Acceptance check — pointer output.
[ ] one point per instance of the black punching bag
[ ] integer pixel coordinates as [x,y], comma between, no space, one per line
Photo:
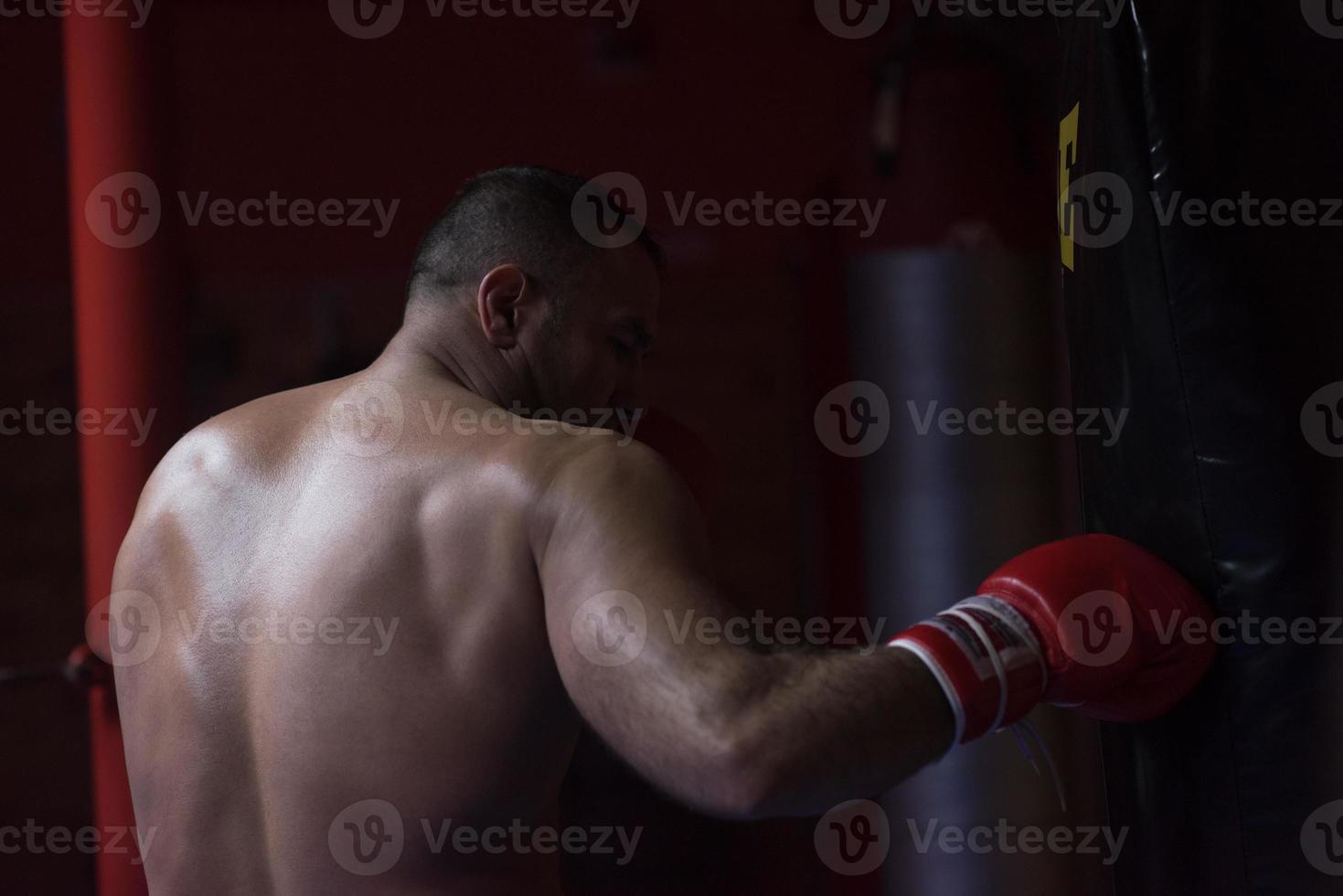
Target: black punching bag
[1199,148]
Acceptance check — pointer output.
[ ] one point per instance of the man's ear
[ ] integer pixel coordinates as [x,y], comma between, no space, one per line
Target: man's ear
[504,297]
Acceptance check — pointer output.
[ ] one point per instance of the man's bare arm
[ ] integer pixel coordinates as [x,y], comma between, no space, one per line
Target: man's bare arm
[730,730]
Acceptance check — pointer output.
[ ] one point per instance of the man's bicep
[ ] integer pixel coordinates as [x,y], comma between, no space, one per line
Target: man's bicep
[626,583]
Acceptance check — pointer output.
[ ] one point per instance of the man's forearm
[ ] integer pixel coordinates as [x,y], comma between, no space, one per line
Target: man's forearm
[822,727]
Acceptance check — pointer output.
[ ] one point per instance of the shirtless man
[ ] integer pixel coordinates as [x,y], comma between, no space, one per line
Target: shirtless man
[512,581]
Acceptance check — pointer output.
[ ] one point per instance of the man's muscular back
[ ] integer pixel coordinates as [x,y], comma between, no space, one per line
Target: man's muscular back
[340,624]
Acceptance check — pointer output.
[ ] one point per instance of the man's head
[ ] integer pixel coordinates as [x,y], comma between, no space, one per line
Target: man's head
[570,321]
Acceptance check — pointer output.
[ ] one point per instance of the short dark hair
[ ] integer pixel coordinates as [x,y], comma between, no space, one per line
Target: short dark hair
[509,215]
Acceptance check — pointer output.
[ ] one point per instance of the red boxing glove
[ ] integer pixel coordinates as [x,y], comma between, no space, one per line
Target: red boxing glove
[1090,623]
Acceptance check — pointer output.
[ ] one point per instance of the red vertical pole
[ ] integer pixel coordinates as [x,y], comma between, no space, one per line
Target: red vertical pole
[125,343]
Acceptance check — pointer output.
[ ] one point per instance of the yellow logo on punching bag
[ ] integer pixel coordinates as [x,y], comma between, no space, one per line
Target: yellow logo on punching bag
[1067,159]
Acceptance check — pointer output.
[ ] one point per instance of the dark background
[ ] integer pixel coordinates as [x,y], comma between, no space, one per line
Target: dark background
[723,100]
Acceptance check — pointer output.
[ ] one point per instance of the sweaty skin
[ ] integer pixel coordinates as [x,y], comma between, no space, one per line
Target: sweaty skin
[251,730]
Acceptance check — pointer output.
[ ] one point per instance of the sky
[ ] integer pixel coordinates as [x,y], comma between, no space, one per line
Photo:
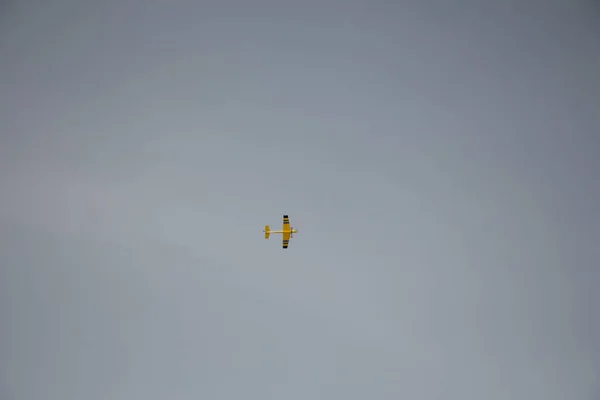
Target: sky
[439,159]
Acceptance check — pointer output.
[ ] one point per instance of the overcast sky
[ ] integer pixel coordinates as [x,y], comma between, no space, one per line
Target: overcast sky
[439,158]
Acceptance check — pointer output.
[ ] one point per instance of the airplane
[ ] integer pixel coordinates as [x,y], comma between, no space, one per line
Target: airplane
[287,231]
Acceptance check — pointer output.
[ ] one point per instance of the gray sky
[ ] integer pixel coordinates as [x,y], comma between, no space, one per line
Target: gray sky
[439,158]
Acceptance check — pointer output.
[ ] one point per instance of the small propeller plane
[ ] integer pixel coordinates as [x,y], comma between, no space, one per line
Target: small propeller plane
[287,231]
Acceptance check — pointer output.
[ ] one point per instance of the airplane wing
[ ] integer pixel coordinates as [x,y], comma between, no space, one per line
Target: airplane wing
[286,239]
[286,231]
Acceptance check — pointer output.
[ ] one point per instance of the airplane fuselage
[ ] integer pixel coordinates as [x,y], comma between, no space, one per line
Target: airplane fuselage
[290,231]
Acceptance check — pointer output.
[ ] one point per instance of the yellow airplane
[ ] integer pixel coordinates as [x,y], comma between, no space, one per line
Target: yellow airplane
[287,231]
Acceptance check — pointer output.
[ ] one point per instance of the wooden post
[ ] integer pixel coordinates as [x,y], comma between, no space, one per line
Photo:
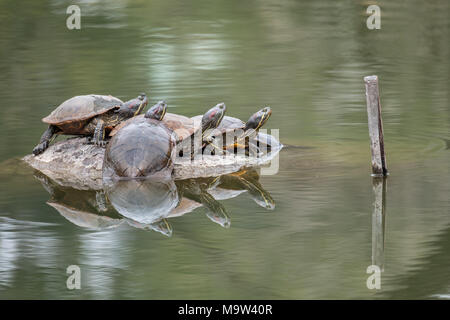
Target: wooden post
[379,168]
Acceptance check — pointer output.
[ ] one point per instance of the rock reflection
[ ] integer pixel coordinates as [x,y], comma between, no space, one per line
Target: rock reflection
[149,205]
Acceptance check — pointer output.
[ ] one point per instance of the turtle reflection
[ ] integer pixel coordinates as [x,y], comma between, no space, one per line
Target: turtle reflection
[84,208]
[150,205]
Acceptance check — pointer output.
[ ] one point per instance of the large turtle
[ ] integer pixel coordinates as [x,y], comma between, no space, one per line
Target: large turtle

-=-=-=-=-

Do not copy the pictures, but repeat every line exactly.

◆ EXERCISE RESULT:
Acceptance check — pointer output.
[ ] one point per instance of the black punching bag
[ ] integer pixel coordinates as [x,y], comma between, no space, one per line
Photo:
Target: black punching bag
[1199,148]
Acceptance check — pointer output.
[ ] one point per instance of the man's ear
[ ] integer pixel coordinates as [x,y], comma between, no space, one per line
Target: man's ear
[504,297]
Acceptance check — pointer output.
[ ] one point per instance of the man's bare arm
[ ] integer pixel coordinates as [x,y], comma between, no space, one per line
Target: man's bare arm
[730,730]
Acceptance check — pointer output.
[ ] one point per instance of the man's bicep
[ ] integer pixel coordinates as [x,y], comma between, no space, one per line
Target: man's bicep
[626,583]
Acceptance check — pointer output.
[ ] one point per instance of the man's forearm
[ ] integer pixel coordinates as [x,y], comma between, no space, one per line
Target: man's forearm
[822,727]
Acceptance check — pointer output.
[ ] one point per instance of the shirtless man
[ ] integer pixel coordinates as [x,y], comma between, no space, one per line
Target: shirtless man
[512,581]
Acceptance check — pointer output.
[ ] one point per instance of the man's muscular back
[ ] integer pixel coordinates as [x,y], comma between, no space, one per line
Target: man's muscular back
[340,624]
Acceptance check — pointer output.
[ ] one point per instance of the man's head
[ ] integer pixel coordinates as [x,y], comma between, no space, one per line
Target: man's head
[570,321]
Acceptance check — pointer output.
[ ] one point per instance of the short dark hair
[ ] integer pixel coordinates as [x,y], comma between, no space, one per line
Target: short dark hair
[509,215]
Acceptance check — pointer output.
[ ] one point per instance of the red boxing glove
[ ] integer pixel coordinates as [x,y], comma between, no space, one per line
Target: red boxing glove
[1090,623]
Acceptance check — pointer output.
[ ] one point per instance of the red vertical pole
[ ] integer pixel coordinates as [x,y], comma between, no space, one per line
Target: red vertical pole
[125,343]
Acceptance check — pointer output.
[ ] one point per instance of the yellow logo on punching bag
[ ] integer pixel coordinates as [x,y], comma between, no space, one per line
Target: yellow logo on punching bag
[1067,159]
Acceptance check — pointer output.
[ ] one point per instance of the dark background
[ ] integer pixel coordinates as [x,y], comma between, no space, one per line
Target: dark background
[723,100]
Acceptance check — pointer output.
[ ] one point per instance of the sweaty skin
[ ] integer pixel coordinates as [x,y], comma between, no space, one per line
Target: sweaty skin
[251,730]
Acceptance check — pointer output.
[ ] one point per instance of the sky
[ ] integer pixel coordinates as [x,y], comma between, no space, one per line
Photo:
Target: sky
[439,159]
Acceptance check — pointer output.
[ ] one point per instance of the overcast sky
[ ] integer pixel coordinates as [x,y], comma between, no space, one per line
Target: overcast sky
[439,158]
Acceptance check — pointer output.
[ ] one point per instance of the airplane
[ ] integer pixel coordinates as [x,y], comma between, no space, one per line
Target: airplane
[287,231]
Acceptance check — pointer output.
[ ] one point per instance of the gray sky
[ ] integer pixel coordinates as [x,y], comma between, no space, one per line
Target: gray sky
[439,158]
Acceptance check — pointer output.
[ ] one point per instance of the small propeller plane
[ ] integer pixel coordinates as [x,y], comma between, no space, one per line
Target: small propeller plane
[287,231]
Acceptance check — pointer output.
[ ] one point per instance of the airplane wing
[ ] integer pixel coordinates as [x,y], comma between, no space, one per line
Target: airplane wing
[286,239]
[286,231]
Acceptance check — pointer output.
[ ] one point per instance of the airplane fuselage
[ ] integer pixel coordinates as [x,y], comma between, no space, one per line
Target: airplane fuselage
[290,231]
Acceptance check — pointer output.
[ ] one point per instance of the yellow airplane
[ ] integer pixel coordinates as [x,y], comma between, no space, one per line
Target: yellow airplane
[287,231]
Acceptance check — pointer output.
[ ] one point per instance of the wooden post
[ ] integer pixel coordinates as [x,y], comma between, no space, one per line
Photo:
Target: wooden post
[379,168]
Acceptance check — pointer output.
[ ] one point per instance of the rock reflection
[ ] integer pixel coordinates as [x,y], comma between, no space, one per line
Target: rock reflection
[149,205]
Acceptance check — pointer output.
[ ] one point per instance of the turtle reflection
[ ] integer pixel coordinates as [x,y], comma between, no space, one per line
Target: turtle reflection
[84,208]
[150,205]
Acceptance check — pointer output.
[ ] one point per instance of the large turtle
[ ] integer pixel coordinates as [x,y], comma between, no space, one per line
Target: large turtle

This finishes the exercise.